_SELECTED EXTRACT_:

■ ■ ■

Publishing Info: Vertigo, March 2014

Where Did I Get This Book: I own it.

Where You Can Get This Book: WorldCat | Amazon | Indiebound

Book Description: This volume of American Vampire collects eight amazing stories set in the world of American Vampire, with “lost tales,” new characters and old favorites. Don’t miss these stories brought to you by series creators Scott Snyder and Rafael Albuquerque, as well as other awesome comics talent like Becky Cloonan (Batman), Gabriel Bá and Fábio Moon (Daytripper), Jeff Lemire (i>Sweet Tooth), Greg Rucka (The Punisher, Batwoman), Gail Simone (Batgirl) and many more! Also collected here is the stand alone tale of Fan-favorite character Travis Kidd–the vampire hunter who likes to “bite them back”.

Review: So during my first read-through of “American Vampire”, there is a clear shift that I remember that kind of started after “Volume 5”. I looked into “Volume 6”, saw that it was a short stories anthology, and decided that I was going to skip it. After all, I wanted more plot. I wanted to see the aftermath of Pearl losing Henry, and the aftermath of Felicia and Gus going up against the Carpathians. I didn’t want a bunch of short stories that didn’t seem to progress anything. But since I’m doing the full read this time around, I got myself a copy of “Volume 6”, and figured I’d just grin and bear it. But I was such a fool, guys, because I actually ended up really liking the anthology series that is “American Vampire: Volume 6”.

While it’s true that these stories don’t really progress the main plot forward after the huge changes and aftermaths of the previous collection, it actually ended up being nice to have a breather after all the things that happened. It also serves as a way to see some more explored characterizations of some familiar faces, while also introducing characters from the past who end up tying into characters that we recognize, and how vampires have touched the family lines decades or even centuries previously. Since this is a short stories collection, I will do my usual thing of talking about my favorite three in depth, and then expanding upon the collection as a whole.

“The Long Road to Hell” by Scott Snyder and Rafael Albuquerque (Ill.) : This is another Travis Kidd offshoot story, and while Travis hasn’t ingratiated himself TOO much into our main characters timelines as of yet, I thought this was not only a good way to show another, more empathetic side of him, while also showing the inherent tragedy of some vampires. Young lovers Billy Bob and Jolene are in love and running scams of unsuspecting people, when they are targeted and turned by a vampire gang in hopes of using their thievery skills. But Billy Bob and Jolene run, and are desperate to find a cure of their new conditions. On the road they pick up a transient little boy who can read people’s personalities, and try their best to keep their monstrous nature at bay. Then they run afoul Travis Kidd, vampire killer, and they have a choice to make. I loved how tragic this one was, with two really likable and scrappy lovers just doing their best in a world that has kicked them down, only to be doomed because of bad luck. I just adored Billy Bob and Jolene, and seeing Travis have to reckon with the fact that not all vampires are soulless killers was some good growth for him as well.

■ ■ ■

_PROVIDED MATERIAL_:
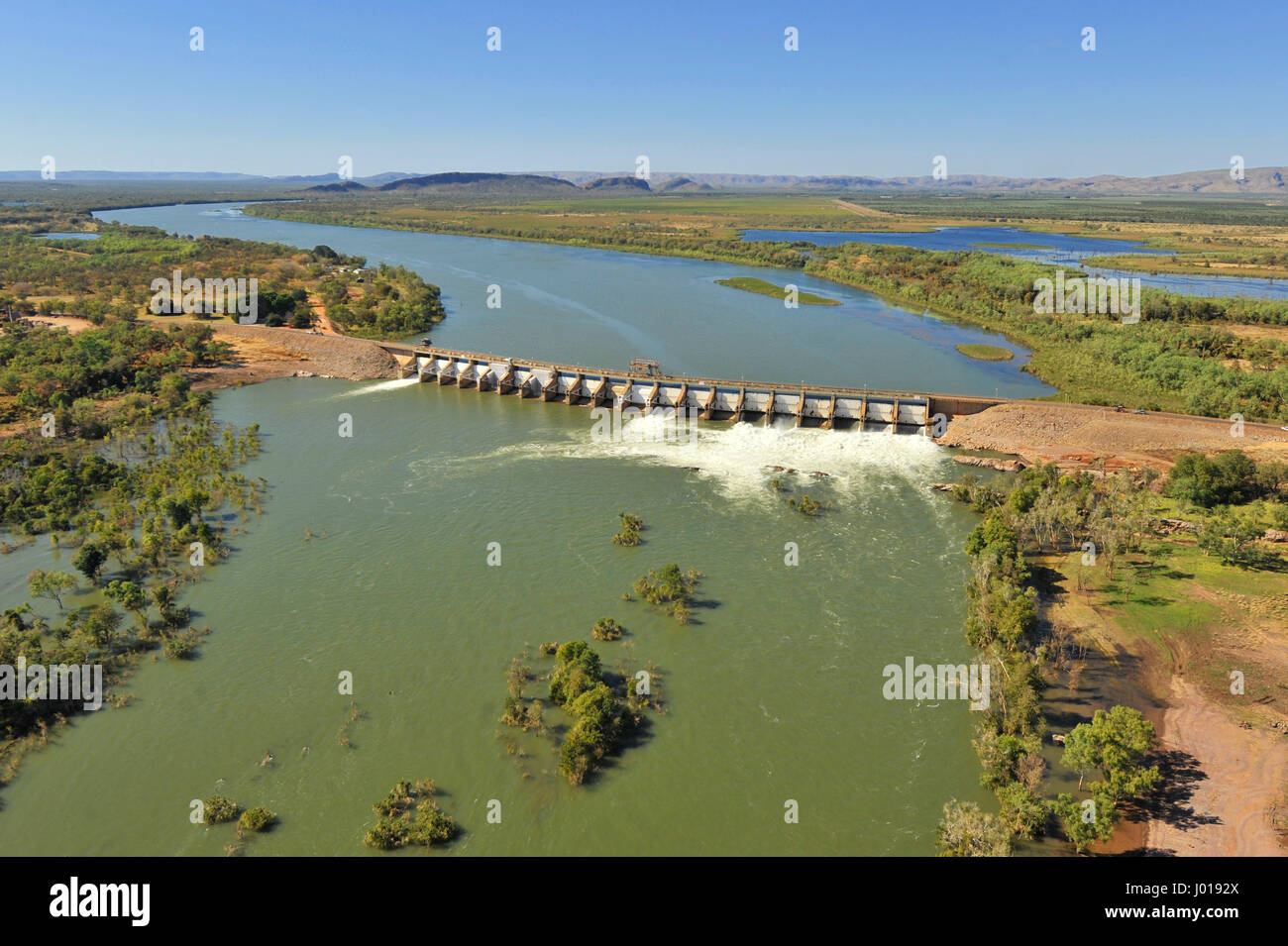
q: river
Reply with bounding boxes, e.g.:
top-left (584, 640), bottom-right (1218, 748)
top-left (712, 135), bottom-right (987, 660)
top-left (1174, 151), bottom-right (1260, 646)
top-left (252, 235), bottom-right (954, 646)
top-left (0, 206), bottom-right (1015, 855)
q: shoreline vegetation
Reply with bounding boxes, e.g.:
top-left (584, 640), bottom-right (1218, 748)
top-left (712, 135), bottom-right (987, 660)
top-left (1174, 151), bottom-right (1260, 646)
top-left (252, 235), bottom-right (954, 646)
top-left (248, 195), bottom-right (1288, 422)
top-left (716, 275), bottom-right (841, 305)
top-left (0, 199), bottom-right (445, 807)
top-left (939, 451), bottom-right (1288, 856)
top-left (954, 343), bottom-right (1015, 362)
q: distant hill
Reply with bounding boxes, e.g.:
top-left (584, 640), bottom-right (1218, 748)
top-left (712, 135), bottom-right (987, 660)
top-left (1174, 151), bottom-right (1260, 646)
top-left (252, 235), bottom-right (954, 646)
top-left (380, 171), bottom-right (576, 194)
top-left (644, 167), bottom-right (1288, 197)
top-left (581, 175), bottom-right (653, 197)
top-left (0, 167), bottom-right (1288, 197)
top-left (653, 177), bottom-right (715, 194)
top-left (304, 180), bottom-right (371, 194)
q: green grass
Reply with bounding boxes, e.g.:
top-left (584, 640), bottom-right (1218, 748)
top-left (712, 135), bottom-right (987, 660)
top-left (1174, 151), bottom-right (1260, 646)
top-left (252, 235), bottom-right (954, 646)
top-left (956, 343), bottom-right (1015, 362)
top-left (716, 275), bottom-right (839, 304)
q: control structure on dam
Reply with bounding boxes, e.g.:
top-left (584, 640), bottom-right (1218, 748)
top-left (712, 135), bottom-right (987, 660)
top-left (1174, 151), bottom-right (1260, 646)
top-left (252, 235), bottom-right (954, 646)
top-left (380, 343), bottom-right (1002, 434)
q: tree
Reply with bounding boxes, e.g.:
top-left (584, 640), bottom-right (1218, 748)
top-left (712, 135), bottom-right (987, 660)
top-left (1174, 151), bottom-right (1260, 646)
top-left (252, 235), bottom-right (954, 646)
top-left (103, 581), bottom-right (149, 628)
top-left (1051, 783), bottom-right (1118, 855)
top-left (27, 569), bottom-right (76, 611)
top-left (72, 542), bottom-right (107, 583)
top-left (1061, 706), bottom-right (1160, 800)
top-left (935, 798), bottom-right (1012, 857)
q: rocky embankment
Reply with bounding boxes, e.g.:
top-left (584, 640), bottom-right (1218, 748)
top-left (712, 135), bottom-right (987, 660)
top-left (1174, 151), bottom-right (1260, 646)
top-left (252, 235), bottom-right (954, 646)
top-left (193, 323), bottom-right (398, 390)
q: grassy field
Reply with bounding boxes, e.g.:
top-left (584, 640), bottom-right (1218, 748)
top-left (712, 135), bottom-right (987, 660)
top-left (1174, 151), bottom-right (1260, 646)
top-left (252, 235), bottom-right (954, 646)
top-left (716, 275), bottom-right (839, 304)
top-left (956, 343), bottom-right (1015, 362)
top-left (1083, 249), bottom-right (1288, 279)
top-left (1043, 537), bottom-right (1288, 718)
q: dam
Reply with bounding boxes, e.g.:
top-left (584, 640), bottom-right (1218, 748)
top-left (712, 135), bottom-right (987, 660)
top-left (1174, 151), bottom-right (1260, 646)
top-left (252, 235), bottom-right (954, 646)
top-left (380, 343), bottom-right (1006, 435)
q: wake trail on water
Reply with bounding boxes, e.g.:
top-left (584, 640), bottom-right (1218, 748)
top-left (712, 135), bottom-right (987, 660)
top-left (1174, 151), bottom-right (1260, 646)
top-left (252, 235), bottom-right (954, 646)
top-left (335, 375), bottom-right (420, 397)
top-left (412, 417), bottom-right (948, 500)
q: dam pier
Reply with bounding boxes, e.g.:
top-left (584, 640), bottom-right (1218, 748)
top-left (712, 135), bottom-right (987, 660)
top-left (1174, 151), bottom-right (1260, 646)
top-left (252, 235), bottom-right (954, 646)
top-left (380, 343), bottom-right (1005, 435)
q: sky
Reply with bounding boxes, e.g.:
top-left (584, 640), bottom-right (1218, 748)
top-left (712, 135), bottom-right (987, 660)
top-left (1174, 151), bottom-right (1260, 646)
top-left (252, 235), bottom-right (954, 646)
top-left (0, 0), bottom-right (1288, 177)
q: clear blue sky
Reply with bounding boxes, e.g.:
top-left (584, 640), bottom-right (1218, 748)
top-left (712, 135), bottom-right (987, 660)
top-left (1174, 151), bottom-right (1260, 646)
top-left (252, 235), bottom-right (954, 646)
top-left (0, 0), bottom-right (1288, 176)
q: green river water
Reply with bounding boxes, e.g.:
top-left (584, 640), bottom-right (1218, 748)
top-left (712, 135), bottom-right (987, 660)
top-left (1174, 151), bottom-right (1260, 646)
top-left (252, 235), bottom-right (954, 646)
top-left (0, 208), bottom-right (1022, 856)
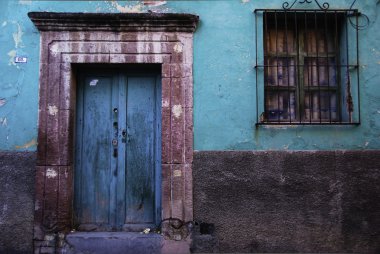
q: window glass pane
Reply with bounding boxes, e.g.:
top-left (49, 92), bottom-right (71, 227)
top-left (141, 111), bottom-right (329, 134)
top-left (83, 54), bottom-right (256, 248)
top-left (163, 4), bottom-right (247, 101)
top-left (304, 91), bottom-right (338, 121)
top-left (304, 57), bottom-right (337, 86)
top-left (266, 91), bottom-right (296, 121)
top-left (265, 57), bottom-right (296, 86)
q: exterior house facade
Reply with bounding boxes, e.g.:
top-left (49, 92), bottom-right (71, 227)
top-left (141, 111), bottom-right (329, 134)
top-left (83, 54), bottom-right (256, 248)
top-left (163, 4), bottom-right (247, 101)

■ ■ ■

_WRITTEN REQUEST_: Carry on the review of the sixth American Vampire volume from its last sentence. The listing plays no part in this.

_OUTPUT_:
“Bleeding Kansas” by Rafael Albuquerque and Ivo Milazzo (Ill): Albuquerque shifts roles from illustrator to author, and while I didn’t REALLY like the art design, I really loved the concept of the story. Gil and Marie Jones are a young married couple with abolitionist ideals, hoping to move to Kansas to help build a new state that shares their dreams for social justice and equality. But when they arrive to find a hostile town filled with slave owners and sellers, who are hiding other secrets about themselves. I HIGHLY enjoyed the references to the future pro-slavery vs abolitionist violence and conflicts that were going to come up in Kansas later, the most famous probably being John Brown, and I liked seeing some of Pearl’s ancestors (grandmother and grandfather I believe) having to go head to head with the kinds of creatures their granddaughter would ultimately become.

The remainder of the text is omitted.